EXERCISE OBJECTIVE
Copy out the records from the line containing "of the white" through the line containing "x=48, y=120", both included, with the requests unchanged. Shift every coordinate in the answers up by 8, and leave the sample coordinates in the requests as they are.

_ _ _ _ _ _ _

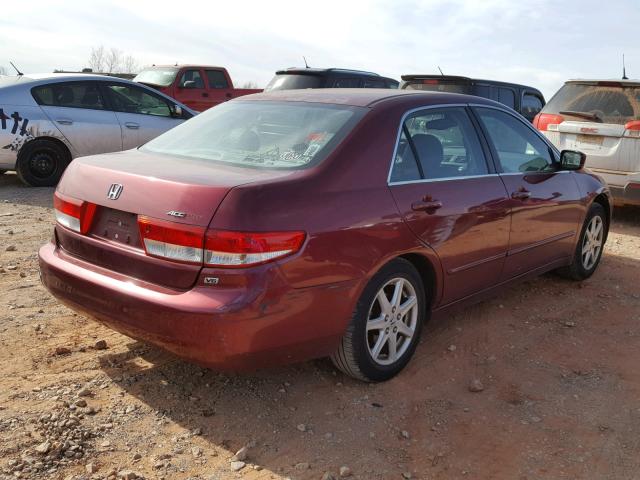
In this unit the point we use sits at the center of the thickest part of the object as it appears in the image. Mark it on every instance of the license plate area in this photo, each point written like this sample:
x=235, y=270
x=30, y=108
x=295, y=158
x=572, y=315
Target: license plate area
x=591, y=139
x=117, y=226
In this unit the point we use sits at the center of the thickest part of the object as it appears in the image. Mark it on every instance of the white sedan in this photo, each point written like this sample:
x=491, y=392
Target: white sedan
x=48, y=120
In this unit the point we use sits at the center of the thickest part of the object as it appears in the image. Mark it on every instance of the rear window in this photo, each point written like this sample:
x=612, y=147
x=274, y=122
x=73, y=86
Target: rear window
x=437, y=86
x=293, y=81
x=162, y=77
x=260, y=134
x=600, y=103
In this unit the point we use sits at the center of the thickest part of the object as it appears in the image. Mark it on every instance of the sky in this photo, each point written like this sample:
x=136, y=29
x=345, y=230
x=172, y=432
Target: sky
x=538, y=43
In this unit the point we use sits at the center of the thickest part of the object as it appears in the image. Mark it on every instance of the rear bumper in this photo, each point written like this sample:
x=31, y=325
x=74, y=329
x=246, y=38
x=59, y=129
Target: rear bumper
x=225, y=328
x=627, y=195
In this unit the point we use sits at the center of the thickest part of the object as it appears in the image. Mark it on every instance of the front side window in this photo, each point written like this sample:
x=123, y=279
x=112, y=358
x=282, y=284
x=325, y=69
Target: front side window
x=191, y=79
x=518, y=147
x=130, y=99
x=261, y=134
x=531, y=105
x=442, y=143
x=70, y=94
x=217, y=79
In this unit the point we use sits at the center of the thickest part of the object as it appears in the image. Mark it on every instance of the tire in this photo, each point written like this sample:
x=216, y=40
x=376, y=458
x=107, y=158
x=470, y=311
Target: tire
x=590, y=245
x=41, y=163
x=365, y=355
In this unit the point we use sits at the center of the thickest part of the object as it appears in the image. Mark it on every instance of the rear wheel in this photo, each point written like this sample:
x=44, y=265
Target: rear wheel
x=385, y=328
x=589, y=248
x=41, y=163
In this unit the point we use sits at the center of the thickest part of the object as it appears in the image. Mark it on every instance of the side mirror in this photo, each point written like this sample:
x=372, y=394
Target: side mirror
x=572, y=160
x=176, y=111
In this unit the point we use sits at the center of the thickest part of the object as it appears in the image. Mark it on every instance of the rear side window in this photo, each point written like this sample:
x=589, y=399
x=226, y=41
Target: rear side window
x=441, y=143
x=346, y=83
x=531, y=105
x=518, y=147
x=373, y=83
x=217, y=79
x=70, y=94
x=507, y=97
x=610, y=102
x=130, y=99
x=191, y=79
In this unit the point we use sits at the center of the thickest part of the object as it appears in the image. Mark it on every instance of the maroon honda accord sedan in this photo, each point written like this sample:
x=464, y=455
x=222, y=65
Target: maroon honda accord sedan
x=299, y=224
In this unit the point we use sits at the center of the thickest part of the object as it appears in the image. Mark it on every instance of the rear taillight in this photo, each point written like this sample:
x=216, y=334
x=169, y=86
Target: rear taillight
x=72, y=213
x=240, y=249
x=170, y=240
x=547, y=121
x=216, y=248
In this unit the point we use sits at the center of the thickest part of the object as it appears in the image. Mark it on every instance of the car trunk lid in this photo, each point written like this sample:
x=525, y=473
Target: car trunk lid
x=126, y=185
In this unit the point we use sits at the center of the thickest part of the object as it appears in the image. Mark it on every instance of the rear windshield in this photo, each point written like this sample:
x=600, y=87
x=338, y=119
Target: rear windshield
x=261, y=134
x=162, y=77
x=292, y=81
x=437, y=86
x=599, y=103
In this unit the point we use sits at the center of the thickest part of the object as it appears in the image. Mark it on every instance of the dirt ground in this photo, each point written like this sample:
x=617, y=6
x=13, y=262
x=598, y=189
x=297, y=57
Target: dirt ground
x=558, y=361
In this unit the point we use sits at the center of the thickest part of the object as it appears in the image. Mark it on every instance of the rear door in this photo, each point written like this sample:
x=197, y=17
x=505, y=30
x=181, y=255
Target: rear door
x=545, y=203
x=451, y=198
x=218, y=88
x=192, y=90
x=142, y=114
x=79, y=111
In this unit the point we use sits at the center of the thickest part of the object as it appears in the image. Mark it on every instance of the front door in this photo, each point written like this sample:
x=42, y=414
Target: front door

_ _ _ _ _ _ _

COMPLETE RESPONSE
In this unit the point we use sits at the center of the thickest part of the object as it appears in the image. Mark it on every instance of the white sedan in this photo, each point written like this sample:
x=491, y=392
Target: white sedan
x=56, y=128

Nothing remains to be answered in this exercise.